■ Aufgabenstellung ■
Gib bitte aus dem Text über die Erdbeben unten einen Abschnitt wörtlich wieder: Setze bei den Worten „Unzählige Gebäude hatten“ ein und höre nach „wurde inzwischen begonnen.“ auf.

■ Textauszug ■
○ ○ ○ ○ ○

Unzählige Gebäude hatten den verheerenden Erdbeben von Anfang Februar nicht standgehalten. Nach Angaben der türkischen Regierung wurden mehr als 173.000 Gebäude in 11 Provinzen des Landes zerstört. Fast zwei Millionen Menschen hätten ihr Obdach verloren. Mit dem Wiederaufbau von Häusern wurde inzwischen begonnen.
Hilfe auch in Deutschland
Deutschland hat unterdessen für Erdbebenopfer aus der Türkei und Syrien von Mitte Februar bis Freitag Hunderte Visa ausgestellt. Dabei handele es sich um 429 Schengen-Visa für Aufenthalte bis zu 90 Tagen sowie 99 Visa für den dauerhaften Aufenthalt in Deutschland im Rahmen des Familiennachzugs, sagte eine Sprecherin des Auswärtigen Amtes dem Redaktionsnetzwerk Deutschland (RND/Samstag).

○ ○ ○ ○ ○

(Datensätze zur Ortsbeschriftung)
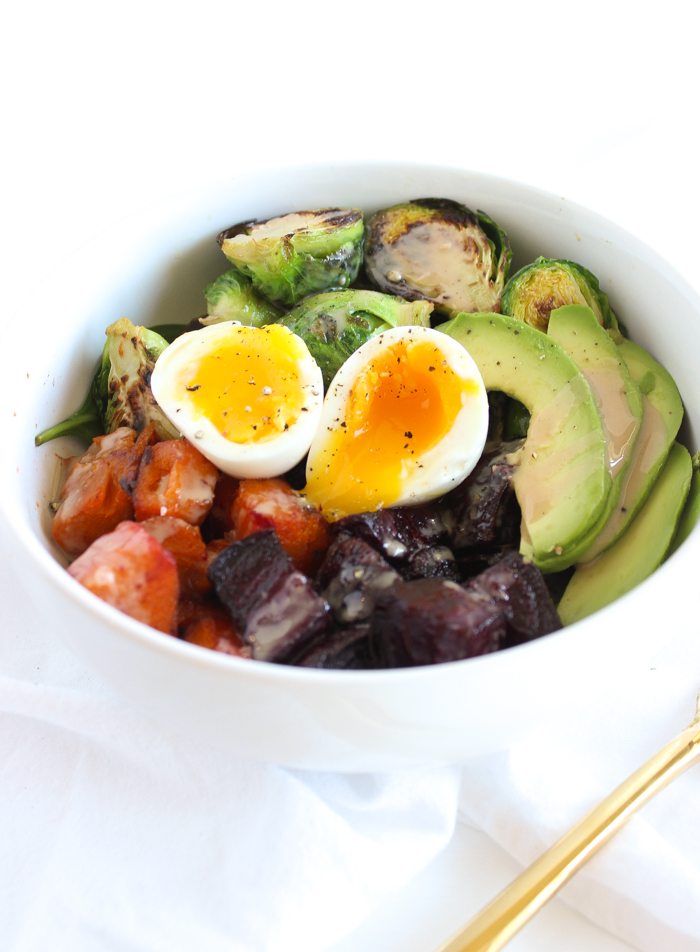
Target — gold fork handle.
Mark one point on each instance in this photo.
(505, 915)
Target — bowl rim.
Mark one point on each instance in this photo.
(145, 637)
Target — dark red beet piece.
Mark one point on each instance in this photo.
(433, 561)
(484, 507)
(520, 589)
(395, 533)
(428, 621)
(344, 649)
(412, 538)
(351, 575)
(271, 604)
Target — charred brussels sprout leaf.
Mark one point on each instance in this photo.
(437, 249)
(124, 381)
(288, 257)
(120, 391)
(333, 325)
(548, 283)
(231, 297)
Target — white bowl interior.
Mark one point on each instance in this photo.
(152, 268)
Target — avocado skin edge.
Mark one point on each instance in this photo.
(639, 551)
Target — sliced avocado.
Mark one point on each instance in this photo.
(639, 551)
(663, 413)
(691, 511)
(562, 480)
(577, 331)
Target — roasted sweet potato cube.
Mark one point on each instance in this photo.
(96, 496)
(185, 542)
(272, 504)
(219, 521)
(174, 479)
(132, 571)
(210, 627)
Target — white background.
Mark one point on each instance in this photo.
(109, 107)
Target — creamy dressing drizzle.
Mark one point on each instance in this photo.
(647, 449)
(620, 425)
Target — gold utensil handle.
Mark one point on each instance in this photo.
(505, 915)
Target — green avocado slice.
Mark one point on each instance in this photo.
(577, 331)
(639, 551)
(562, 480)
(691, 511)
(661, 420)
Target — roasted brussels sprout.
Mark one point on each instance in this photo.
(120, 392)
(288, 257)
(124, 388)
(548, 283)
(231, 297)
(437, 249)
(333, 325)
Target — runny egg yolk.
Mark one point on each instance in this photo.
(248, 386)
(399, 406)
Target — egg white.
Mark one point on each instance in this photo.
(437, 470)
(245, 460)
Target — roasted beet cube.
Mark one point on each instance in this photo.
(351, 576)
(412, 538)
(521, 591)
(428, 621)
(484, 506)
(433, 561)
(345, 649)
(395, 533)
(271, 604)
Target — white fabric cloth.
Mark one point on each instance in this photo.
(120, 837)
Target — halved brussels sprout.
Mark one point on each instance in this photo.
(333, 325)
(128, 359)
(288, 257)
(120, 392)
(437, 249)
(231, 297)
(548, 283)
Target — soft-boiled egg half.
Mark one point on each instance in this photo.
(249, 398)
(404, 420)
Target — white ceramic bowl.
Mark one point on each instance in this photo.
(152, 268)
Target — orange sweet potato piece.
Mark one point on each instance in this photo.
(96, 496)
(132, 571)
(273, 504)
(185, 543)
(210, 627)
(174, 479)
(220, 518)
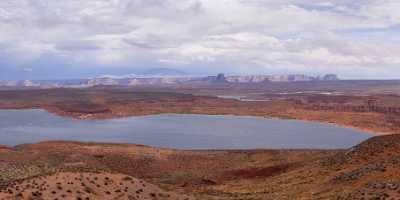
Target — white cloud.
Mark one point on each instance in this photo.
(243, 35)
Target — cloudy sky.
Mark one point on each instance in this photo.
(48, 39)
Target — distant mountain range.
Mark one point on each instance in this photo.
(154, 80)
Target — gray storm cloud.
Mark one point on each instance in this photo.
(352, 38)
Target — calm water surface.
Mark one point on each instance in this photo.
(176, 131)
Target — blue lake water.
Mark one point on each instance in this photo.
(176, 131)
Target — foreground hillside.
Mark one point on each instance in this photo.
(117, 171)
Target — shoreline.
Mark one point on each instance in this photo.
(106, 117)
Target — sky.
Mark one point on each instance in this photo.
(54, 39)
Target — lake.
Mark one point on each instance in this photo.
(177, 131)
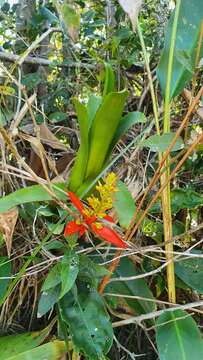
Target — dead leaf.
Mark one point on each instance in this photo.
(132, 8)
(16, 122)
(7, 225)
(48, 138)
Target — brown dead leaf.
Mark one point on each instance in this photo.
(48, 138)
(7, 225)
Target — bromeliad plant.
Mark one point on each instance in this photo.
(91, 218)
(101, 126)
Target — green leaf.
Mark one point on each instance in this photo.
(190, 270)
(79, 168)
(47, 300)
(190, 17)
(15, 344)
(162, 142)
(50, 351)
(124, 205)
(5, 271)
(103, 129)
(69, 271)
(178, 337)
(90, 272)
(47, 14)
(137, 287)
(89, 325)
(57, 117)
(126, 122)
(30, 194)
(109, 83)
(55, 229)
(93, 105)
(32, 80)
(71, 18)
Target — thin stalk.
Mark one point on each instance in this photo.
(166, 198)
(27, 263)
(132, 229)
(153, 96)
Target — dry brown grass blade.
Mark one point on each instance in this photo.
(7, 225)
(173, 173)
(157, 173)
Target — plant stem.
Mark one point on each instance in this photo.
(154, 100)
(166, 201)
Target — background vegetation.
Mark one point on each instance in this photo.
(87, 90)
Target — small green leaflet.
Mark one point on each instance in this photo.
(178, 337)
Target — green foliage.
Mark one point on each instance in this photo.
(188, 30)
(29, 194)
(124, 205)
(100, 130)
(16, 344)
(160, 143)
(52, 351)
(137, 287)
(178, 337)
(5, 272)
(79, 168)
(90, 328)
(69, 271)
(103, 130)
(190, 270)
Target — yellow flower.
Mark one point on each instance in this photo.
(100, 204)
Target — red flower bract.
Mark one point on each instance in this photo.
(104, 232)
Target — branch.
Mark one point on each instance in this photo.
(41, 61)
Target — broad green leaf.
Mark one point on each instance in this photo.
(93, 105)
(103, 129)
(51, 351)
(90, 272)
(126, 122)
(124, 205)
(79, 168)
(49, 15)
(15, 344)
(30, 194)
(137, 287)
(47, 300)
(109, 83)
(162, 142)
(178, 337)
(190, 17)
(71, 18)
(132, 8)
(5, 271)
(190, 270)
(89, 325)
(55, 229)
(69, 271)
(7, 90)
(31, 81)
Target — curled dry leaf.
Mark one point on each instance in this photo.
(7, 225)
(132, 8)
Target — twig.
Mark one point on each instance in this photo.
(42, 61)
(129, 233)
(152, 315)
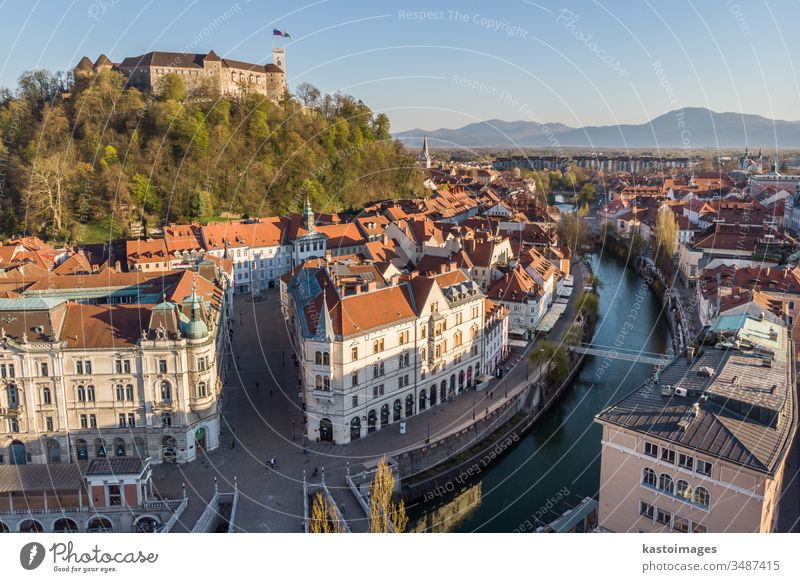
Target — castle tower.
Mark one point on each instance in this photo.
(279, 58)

○ ○ ○ ○ ○

■ Ergebnis der Aufgabe ■
Unzählige Gebäude hatten den verheerenden Erdbeben von Anfang Februar nicht standgehalten. Nach Angaben der türkischen Regierung wurden mehr als 173.000 Gebäude in 11 Provinzen des Landes zerstört. Fast zwei Millionen Menschen hätten ihr Obdach verloren. Mit dem Wiederaufbau von Häusern wurde inzwischen begonnen.